(Referring expression pointing data)
=-=-=
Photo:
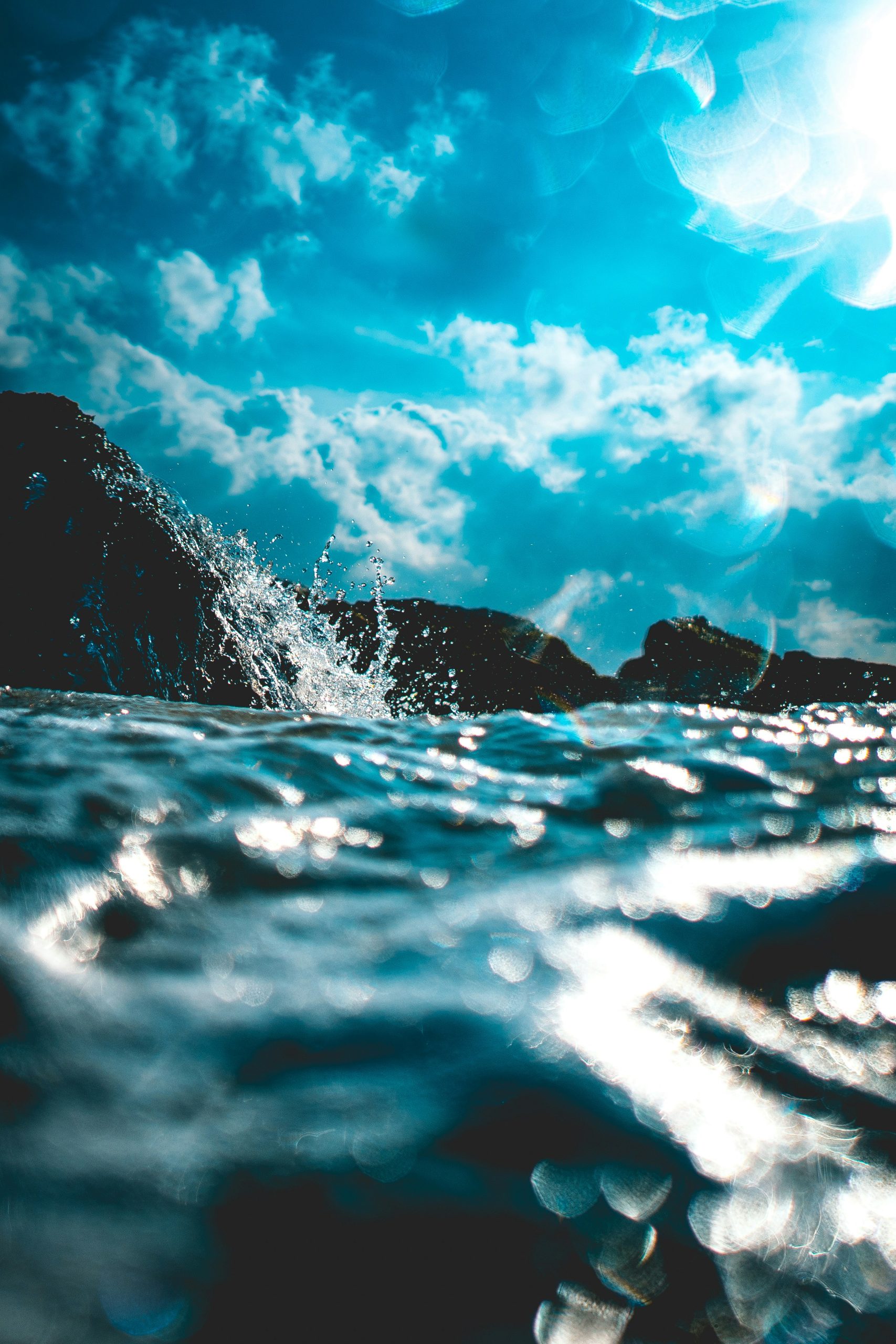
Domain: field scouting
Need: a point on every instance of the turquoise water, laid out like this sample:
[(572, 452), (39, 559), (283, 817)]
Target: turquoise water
[(446, 1030)]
=-=-=
__WHAT THE EXERCISE ASKS__: All lines above are to be restated word for word, with pictures excluded.

__RESULT OF THE EXERCISE__:
Photo:
Domain: field scouting
Need: a point on every instance of the turquoise water, laid out like this sample:
[(572, 452), (39, 559), (283, 817)]
Target: turquoise water
[(446, 1030)]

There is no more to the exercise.